◆ **REQUIRED WORK**
(a) In the piece about President Katsav's letter, to whom was the letter sent?
(b) Echo everything in the piece about President Katsav's letter from "A bizarre letter, probably" down to "like an arrow.".
(c) Write what comes next in the piece about President Katsav's letter, picking up after its final sentence.

◆ **READING TEXT**

A bizarre letter, probably unprecedented even in a country that is fed up with orderly governmental procedure, was submitted last week to the Tel Aviv Magistrate's Court. So peculiar is this affair that one cannot be faulted for suspecting, at least initially, that someone made use of the letterhead paper of the president of Israel without the president's knowledge. However, there is no point in summoning the police. The president in fact signed the letter, reversing his first name and his surname as usual- "Katsav Moshe" - a horizontal signature the end of which drifts leftward but under which is a line that thrusts rightward like an arrow.

The text of the letter (the repetitions and mistakes are in the original) looks high and low, or perhaps overseas, for a way to act as a character reference. "I hereby confirm that in the period 1988-1992, when I served as minister of transportation, I came to know very well ... I became cognizant of his concern and determination to work for the immigration of the Jews in the countries of the Soviet Union under the Communist regime ... He worked with great devotion to bring about the immigration of Jews from the countries of the Soviet Union by means of direct flights, and expressed readiness to invest resources, so that the Jews of the Soviet Union would be able to come to Israel on direct flights ... In the aforesaid manifestations I also came to know in addition his important diplomatic-security contribution ..." Did I already mention direct flights from the countries of the Soviet Union?

The letter, dated September 22, was sent "in the wake of your request," to attorney Yigal Arnon. It refers to "Mr. Yaakov Nimrodi," who is due to be sentenced on Sunday. If the sentence proves unsatisfactory to Nimrodi, or to the State Prosecutor's Office, there will be an appeal, or two appeals, perhaps, to the District Court and then to the Supreme Court. Then will come the turn of the president, the same president who has expressed his admiration for the defendant, to take part in the amnesty process, if this comes up.

Before Katsav, Ezer Weizman was the occupant of the President's Residence. He evaded the duty of justice and friendship to pardon Ofer Nimrodi, Yaakov's son and the publisher of the daily Ma'ariv (which Yaakov Nimrodi owns). Shortly afterward, Weizman was punished by heaven when his involvement in an embarrassing affair, on the brink of criminality, was exposed, and he was forced to resign before his second term of office was completed. He was replaced by Katsav.

[Dataset entries]
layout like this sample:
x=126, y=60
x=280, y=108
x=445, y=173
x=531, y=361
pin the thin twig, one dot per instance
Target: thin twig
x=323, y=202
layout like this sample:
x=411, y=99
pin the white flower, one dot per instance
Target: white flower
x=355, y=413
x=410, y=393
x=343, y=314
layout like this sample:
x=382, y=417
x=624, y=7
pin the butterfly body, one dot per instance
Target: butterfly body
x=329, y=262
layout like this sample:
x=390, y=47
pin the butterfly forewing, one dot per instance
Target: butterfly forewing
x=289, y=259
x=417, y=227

--

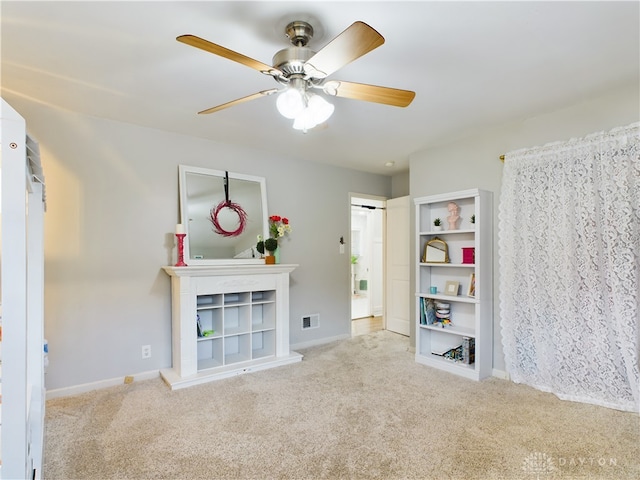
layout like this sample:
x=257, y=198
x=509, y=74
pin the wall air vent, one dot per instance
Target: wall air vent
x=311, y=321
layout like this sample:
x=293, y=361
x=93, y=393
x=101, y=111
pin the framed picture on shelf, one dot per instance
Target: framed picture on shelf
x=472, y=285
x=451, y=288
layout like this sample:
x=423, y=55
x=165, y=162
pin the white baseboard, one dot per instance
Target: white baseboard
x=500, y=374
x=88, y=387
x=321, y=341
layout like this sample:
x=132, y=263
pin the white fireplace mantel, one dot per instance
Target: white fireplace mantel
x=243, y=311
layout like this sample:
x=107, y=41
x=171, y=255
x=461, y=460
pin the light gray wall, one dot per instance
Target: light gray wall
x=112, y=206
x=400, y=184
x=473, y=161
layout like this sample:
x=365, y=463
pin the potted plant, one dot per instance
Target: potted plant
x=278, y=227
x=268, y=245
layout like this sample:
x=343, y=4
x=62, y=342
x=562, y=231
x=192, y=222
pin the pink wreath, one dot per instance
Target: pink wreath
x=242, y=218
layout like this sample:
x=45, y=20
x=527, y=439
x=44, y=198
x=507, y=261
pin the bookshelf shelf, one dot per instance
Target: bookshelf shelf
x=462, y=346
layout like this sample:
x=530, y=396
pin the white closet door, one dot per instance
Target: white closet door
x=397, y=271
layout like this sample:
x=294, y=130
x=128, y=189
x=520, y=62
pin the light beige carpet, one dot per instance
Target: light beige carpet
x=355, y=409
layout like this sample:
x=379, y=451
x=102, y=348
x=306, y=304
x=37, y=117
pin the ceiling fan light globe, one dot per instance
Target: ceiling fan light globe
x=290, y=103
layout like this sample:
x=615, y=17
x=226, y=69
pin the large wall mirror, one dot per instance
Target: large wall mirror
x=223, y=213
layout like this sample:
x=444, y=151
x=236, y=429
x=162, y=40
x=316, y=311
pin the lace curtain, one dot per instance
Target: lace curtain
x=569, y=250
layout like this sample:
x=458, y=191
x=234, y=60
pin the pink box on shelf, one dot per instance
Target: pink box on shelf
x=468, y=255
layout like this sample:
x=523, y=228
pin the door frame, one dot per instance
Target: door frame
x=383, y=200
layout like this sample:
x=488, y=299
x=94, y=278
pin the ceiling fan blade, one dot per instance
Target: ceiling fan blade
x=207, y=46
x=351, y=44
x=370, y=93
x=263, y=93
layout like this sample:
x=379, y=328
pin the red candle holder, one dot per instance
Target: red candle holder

◆ **EXPECTED RESULTS**
(a) Attorney Yigal Arnon.

(b)
A bizarre letter, probably unprecedented even in a country that is fed up with orderly governmental procedure, was submitted last week to the Tel Aviv Magistrate's Court. So peculiar is this affair that one cannot be faulted for suspecting, at least initially, that someone made use of the letterhead paper of the president of Israel without the president's knowledge. However, there is no point in summoning the police. The president in fact signed the letter, reversing his first name and his surname as usual- "Katsav Moshe" - a horizontal signature the end of which drifts leftward but under which is a line that thrusts rightward like an arrow.

(c)
Hardly had the new president had time to consider pardoning Ofer Nimrodi, who was sentenced to prison for a second time, when there was another event in the family: Yaakov, too, was convicted, and his sentence is about to be passed. The prosecutor, attorney Zmira Goldner, said of him that "he brutally trampled the substance and resilience of the judicial process and freedom of the press": he used his immense financial resources and his newspaper to obstruct Ofer's trial and persecute "public figures who serve devotedly," from an investigating officer of the police to the attorney general. "The defendant marked them as targets and the paper served as a platform." The president's voice was not heard in their defense - maybe he was hoarse. His throat cleared only for the sake of Nimrodi.

The president is the final station of the legal process: pen in hand, he can sign a pardon, though he needs the help of the justice minister - not the current one, Meir Sheetrit, but of future justice ministers such as Avigdor Lieberman or Uzi Landau - why not? The president's intervention before sentence has been passed is not only extremely rare - an affair on the scale of the Bus 300 affair (involving a Shin Bet security service attempt to cover up its agents' killing of two bus hijackers in 1984) is needed to generate such intervention - but also highly puzzling in its selectiveness. Perhaps every citizen who gets into trouble, is convicted by a court of law, and then remembers his close friendship with the former minister of transportation would also be the beneficiary of this kind of presidential letter (if he dared to ask for it), but in practice it was only the mind of attorney Yigal Arnon that came up with this brilliant idea.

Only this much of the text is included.